> Stored entries:
>> START

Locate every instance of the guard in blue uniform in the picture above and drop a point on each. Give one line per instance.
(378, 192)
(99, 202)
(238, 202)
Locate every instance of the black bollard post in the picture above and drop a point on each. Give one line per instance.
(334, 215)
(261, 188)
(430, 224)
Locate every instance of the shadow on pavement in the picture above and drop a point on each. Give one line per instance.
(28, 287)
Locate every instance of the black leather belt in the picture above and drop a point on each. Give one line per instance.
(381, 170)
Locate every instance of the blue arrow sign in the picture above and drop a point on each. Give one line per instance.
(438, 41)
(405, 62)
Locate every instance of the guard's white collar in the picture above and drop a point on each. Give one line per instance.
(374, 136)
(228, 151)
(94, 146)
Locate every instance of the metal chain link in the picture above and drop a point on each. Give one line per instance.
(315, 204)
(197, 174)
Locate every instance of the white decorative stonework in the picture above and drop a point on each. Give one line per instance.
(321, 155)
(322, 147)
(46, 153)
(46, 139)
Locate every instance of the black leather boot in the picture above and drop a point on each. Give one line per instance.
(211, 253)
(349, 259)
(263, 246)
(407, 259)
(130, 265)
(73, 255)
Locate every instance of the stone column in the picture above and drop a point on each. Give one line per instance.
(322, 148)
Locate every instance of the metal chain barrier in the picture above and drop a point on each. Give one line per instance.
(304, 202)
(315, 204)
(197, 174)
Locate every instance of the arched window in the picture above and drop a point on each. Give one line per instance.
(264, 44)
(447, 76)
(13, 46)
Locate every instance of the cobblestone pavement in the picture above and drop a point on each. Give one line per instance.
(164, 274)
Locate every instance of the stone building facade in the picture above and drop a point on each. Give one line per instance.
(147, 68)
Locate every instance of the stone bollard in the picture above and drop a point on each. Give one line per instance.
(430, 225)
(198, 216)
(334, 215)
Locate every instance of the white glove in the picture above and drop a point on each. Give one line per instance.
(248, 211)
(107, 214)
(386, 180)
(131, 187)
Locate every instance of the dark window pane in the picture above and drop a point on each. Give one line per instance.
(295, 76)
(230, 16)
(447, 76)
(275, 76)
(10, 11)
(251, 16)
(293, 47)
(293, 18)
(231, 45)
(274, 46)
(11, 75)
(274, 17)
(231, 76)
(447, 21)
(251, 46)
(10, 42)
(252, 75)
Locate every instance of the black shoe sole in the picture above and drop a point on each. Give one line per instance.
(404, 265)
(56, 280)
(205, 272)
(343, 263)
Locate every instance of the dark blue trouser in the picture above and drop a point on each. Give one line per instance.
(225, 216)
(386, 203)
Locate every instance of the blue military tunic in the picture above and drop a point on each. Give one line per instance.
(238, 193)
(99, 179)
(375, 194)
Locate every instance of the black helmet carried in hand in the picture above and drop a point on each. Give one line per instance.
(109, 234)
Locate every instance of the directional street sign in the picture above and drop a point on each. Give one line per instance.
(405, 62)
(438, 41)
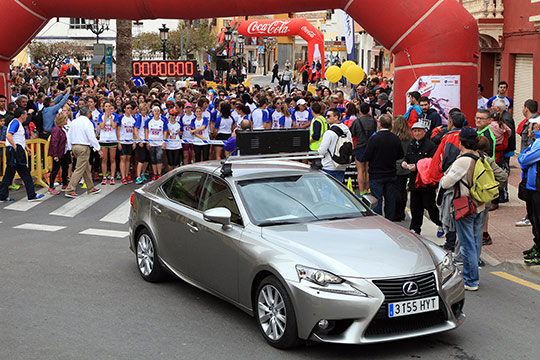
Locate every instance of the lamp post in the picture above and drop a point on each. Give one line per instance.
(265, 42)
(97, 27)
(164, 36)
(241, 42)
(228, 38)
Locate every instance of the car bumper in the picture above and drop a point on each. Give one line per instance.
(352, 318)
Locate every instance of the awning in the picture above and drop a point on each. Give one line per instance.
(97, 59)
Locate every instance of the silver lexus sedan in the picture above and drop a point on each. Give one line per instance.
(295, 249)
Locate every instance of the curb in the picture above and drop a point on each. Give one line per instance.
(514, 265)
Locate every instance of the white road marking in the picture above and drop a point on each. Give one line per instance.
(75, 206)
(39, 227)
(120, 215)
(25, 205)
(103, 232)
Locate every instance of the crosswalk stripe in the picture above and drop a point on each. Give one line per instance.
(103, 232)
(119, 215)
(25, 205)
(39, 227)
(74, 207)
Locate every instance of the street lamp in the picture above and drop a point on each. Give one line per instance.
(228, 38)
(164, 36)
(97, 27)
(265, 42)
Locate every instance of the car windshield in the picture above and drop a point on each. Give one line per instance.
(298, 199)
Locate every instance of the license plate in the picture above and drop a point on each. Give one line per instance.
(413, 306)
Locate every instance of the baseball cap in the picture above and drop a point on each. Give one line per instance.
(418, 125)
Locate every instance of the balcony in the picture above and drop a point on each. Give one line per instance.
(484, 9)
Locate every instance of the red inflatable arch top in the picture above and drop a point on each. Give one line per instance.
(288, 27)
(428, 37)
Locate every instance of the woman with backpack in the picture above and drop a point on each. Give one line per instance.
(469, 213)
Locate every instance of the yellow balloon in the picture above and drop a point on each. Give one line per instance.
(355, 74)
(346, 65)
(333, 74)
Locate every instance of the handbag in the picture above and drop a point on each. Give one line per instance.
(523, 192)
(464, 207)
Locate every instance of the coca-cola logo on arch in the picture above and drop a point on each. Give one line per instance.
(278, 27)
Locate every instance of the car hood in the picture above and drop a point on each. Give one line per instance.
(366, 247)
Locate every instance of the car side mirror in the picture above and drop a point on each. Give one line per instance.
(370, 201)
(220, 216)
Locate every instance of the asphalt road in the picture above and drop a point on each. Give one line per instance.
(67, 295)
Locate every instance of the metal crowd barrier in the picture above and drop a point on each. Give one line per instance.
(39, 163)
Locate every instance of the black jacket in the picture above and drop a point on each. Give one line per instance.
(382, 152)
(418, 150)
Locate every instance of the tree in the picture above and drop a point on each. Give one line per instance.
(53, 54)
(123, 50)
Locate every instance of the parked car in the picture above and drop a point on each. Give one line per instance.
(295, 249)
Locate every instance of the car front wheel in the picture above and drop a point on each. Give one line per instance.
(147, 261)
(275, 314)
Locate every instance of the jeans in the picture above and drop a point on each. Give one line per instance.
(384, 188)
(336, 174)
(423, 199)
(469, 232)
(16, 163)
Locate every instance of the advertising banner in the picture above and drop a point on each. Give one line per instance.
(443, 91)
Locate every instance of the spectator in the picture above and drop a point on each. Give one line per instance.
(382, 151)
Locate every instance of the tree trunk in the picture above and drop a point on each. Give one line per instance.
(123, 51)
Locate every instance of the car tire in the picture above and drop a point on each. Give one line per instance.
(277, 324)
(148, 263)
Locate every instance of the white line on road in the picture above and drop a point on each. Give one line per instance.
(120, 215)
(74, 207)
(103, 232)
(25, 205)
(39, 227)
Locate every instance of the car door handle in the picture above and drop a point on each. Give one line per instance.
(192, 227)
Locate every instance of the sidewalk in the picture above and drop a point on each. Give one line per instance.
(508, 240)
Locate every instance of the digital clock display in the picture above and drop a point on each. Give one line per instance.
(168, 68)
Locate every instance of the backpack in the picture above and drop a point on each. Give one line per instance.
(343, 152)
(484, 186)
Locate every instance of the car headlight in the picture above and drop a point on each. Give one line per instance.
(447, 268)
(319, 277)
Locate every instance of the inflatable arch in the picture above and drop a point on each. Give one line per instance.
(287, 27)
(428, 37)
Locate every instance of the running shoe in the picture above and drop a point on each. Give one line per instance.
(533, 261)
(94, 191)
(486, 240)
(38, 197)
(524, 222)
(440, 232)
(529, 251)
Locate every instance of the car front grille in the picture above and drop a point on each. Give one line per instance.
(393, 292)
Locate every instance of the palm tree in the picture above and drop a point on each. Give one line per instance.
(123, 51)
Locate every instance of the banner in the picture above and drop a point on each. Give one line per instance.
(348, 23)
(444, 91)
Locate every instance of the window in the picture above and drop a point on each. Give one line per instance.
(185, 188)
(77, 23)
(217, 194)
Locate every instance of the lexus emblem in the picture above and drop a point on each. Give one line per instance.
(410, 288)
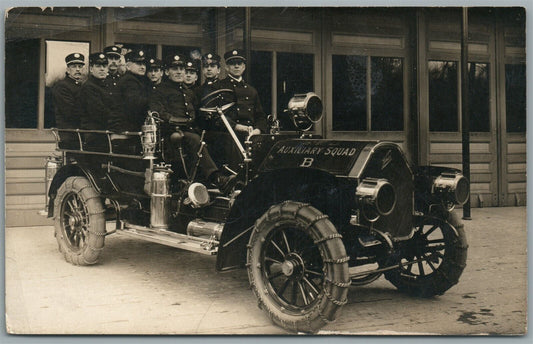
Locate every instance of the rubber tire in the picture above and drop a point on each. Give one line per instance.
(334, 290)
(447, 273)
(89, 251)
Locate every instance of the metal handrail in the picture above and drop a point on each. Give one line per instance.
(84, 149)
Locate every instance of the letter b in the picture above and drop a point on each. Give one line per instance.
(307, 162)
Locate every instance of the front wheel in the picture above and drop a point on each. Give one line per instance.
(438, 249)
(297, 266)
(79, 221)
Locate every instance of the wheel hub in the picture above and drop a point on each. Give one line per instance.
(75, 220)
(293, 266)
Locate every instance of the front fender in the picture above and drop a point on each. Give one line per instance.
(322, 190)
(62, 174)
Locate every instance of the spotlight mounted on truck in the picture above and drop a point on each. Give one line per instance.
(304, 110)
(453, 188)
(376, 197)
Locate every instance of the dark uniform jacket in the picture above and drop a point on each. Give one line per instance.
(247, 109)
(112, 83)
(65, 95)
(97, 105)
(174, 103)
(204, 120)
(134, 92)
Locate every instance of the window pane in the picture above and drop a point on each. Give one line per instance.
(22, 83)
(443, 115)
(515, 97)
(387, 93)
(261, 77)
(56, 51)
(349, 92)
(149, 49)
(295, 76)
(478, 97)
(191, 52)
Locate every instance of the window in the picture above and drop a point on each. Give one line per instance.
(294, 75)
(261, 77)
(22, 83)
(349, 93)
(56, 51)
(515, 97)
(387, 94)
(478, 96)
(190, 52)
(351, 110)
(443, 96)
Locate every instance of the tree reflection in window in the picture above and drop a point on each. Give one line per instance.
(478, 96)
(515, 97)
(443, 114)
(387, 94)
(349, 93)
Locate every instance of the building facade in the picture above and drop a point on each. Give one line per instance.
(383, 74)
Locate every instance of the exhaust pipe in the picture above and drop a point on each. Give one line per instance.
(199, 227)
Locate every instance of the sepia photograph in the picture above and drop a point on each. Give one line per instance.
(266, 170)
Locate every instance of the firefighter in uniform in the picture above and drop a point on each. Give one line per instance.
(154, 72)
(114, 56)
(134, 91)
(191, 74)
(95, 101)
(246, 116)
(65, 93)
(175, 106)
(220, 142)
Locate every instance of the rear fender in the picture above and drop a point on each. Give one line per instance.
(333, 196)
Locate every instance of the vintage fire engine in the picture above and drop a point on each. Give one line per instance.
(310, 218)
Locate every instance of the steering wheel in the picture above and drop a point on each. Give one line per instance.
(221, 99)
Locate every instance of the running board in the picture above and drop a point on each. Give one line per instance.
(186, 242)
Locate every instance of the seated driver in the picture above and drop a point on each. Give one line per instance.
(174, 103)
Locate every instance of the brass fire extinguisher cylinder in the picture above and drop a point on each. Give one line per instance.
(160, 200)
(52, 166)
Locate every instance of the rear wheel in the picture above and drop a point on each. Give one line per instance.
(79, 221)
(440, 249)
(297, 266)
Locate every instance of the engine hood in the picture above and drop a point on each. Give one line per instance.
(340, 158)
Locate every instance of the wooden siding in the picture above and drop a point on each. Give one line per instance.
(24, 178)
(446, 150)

>> END
>> START

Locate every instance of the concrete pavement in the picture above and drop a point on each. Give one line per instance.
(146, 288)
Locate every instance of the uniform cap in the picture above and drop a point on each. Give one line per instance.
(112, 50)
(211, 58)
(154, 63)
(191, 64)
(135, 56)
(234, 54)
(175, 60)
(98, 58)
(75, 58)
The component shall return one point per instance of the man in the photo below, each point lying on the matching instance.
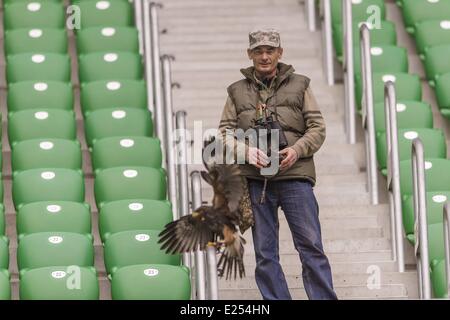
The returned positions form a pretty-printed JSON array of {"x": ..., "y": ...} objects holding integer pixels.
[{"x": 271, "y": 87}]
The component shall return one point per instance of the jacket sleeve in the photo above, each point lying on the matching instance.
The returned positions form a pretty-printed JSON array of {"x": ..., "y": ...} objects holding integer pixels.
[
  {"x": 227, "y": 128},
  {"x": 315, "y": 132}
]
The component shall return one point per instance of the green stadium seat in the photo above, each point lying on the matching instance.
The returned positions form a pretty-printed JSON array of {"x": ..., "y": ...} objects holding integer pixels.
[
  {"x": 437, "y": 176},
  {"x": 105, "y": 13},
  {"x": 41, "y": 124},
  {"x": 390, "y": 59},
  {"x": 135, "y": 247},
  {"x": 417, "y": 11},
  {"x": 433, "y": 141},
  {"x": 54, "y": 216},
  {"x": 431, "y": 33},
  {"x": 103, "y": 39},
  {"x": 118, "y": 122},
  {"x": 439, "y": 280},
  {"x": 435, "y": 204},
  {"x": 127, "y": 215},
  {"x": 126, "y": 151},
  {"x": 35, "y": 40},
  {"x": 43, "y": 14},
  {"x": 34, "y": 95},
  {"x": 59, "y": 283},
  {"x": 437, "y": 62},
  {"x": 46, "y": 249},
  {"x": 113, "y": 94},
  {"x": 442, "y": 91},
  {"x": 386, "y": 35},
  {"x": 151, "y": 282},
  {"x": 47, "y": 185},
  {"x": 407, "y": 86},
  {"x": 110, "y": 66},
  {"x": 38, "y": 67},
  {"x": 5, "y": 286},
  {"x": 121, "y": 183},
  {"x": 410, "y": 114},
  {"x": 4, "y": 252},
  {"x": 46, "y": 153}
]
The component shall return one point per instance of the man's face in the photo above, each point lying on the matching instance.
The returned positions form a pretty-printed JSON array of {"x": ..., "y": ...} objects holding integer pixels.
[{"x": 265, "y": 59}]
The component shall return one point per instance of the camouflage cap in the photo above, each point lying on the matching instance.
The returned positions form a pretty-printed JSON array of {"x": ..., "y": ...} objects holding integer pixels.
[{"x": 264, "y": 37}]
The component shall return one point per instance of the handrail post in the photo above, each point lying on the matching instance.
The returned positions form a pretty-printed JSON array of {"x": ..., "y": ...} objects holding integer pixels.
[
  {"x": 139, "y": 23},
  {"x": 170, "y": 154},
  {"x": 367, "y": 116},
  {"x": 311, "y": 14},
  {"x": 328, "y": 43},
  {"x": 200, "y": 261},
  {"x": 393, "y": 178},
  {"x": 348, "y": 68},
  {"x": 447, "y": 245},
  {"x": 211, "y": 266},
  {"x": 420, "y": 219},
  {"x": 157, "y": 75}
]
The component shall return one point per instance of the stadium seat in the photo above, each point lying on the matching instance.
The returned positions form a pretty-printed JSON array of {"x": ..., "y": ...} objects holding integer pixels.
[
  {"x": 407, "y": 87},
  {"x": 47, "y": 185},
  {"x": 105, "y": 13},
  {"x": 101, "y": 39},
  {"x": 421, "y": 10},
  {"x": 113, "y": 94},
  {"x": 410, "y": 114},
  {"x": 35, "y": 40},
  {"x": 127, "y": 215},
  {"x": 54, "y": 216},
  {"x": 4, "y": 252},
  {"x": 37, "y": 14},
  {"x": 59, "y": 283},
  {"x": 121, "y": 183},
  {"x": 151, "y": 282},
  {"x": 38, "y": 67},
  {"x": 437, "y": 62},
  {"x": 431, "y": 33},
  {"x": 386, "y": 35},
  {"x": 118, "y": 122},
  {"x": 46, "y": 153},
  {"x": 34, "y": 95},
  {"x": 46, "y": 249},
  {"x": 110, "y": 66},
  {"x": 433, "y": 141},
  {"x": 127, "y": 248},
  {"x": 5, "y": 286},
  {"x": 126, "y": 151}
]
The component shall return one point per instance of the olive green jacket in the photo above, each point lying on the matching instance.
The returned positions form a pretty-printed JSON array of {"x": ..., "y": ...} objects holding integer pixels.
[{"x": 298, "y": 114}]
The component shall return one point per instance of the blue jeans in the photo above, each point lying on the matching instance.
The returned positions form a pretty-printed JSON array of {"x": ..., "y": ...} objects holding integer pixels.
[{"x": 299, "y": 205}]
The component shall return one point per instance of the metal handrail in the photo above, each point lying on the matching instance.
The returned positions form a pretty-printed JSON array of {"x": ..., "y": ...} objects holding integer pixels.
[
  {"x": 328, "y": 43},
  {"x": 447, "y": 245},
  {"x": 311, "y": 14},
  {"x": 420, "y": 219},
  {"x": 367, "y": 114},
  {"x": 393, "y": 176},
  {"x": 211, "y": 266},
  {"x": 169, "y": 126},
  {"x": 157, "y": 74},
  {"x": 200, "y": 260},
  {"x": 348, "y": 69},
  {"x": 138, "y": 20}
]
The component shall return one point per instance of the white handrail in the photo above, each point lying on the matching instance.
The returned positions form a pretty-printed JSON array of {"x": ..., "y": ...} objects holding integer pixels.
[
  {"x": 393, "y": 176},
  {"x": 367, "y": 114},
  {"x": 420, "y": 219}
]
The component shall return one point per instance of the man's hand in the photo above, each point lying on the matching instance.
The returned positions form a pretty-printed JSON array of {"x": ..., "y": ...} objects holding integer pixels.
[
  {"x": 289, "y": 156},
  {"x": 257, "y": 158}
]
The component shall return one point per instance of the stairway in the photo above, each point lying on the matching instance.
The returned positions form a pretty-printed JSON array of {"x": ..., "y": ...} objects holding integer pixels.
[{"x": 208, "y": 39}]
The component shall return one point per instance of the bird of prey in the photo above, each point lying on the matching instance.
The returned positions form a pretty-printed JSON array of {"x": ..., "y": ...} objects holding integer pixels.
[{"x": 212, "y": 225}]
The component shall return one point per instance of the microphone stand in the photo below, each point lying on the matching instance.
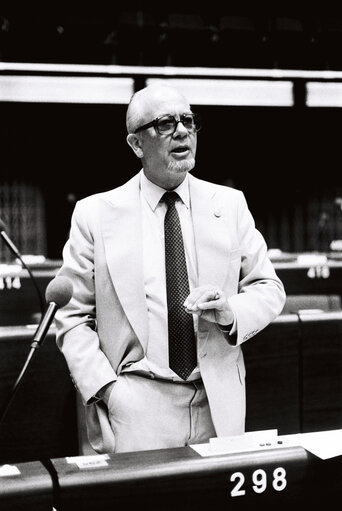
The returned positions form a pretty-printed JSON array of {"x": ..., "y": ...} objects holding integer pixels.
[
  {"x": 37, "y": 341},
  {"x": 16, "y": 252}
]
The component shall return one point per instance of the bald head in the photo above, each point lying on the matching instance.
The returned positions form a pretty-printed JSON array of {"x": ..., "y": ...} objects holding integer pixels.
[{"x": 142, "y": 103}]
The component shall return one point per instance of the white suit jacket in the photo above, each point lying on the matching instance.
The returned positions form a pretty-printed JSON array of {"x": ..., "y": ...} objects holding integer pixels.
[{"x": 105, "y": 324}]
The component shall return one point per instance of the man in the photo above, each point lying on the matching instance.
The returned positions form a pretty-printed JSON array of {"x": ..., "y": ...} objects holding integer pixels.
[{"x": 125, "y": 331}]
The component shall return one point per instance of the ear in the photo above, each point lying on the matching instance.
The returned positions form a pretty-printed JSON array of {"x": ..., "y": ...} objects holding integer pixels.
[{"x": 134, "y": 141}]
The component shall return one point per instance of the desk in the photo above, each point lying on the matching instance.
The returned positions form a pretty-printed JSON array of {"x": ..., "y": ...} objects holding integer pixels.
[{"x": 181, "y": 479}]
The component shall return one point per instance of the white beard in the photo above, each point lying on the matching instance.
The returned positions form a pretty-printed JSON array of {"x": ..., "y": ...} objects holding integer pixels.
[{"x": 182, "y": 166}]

>> END

> Set task: Which lines in the listing above contain the string "handrail"? List each of them, counting a match only when the case agrees.

> Solution to this task:
Locate every instance of the metal handrail in the picture above and drop a point on each. Give one line per instance.
The component shall return one point per instance of the handrail post in the photo above, each point lying on the matching instance.
The component shall return one point per instance of the metal handrail in the photo above, each point lying on the matching instance.
The component shall return one point per instance of the white handrail in the photo above, each point lying on the matching instance.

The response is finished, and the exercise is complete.